Raw data
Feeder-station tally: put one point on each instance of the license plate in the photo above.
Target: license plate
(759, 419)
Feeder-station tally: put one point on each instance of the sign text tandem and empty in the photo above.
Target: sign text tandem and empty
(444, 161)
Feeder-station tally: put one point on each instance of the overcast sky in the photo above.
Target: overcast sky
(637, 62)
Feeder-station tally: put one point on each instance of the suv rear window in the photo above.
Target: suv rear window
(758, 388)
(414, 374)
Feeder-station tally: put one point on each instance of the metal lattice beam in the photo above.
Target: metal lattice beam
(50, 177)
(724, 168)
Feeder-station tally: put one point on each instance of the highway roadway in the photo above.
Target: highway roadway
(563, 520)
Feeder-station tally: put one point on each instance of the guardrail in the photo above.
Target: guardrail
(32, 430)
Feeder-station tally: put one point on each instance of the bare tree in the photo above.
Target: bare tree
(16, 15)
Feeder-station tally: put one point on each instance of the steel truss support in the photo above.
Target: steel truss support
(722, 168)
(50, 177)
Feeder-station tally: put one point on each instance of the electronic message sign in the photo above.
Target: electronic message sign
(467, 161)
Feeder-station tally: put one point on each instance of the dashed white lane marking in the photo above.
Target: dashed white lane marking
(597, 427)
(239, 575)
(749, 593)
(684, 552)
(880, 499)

Aim of the exercise
Each line of the material above must be reproduced exactly.

Exercise result
Feeder-station tally: put one point on each instance of the license plate in the photo above.
Target: license plate
(759, 419)
Feeder-station tally: put one point on each instance of the sign text tandem and empty in the photo above.
Target: sign text tandem and empty
(444, 161)
Feeder-station tally: put one point on each instance of the overcast sky in the photo above.
Target: overcast sky
(637, 62)
Feeder-station tally: put one point on each instance of the suv rear window in the photo above.
Target: suv rear window
(758, 388)
(414, 374)
Feeder-station tally: put one point on each instance of the metal lattice beam in the photo above.
Target: metal lattice beam
(50, 177)
(724, 168)
Feeder-station tally: put one point on each instance of the highway roadway in the photo above.
Target: highway roadway
(563, 520)
Feeder-station tally: put one point on each instance of the guardrail in the photo above.
Target: guardrail
(32, 430)
Feeder-station tally: put one point on each instance of the bare tree in the photo above.
Target: bare tree
(16, 15)
Feeder-station tally: put one point on each instance of the steel truss support in the photo above.
Target: steel truss support
(722, 168)
(50, 177)
Feeder-station tally: put one point on each instance of the electronic message sign in the photo above.
Target: electronic message sign
(467, 161)
Feeder-station tally: put one point on each instance of the dashed white lane marking in the photo above.
Target: dashed white lane marking
(597, 427)
(239, 575)
(749, 593)
(684, 552)
(880, 499)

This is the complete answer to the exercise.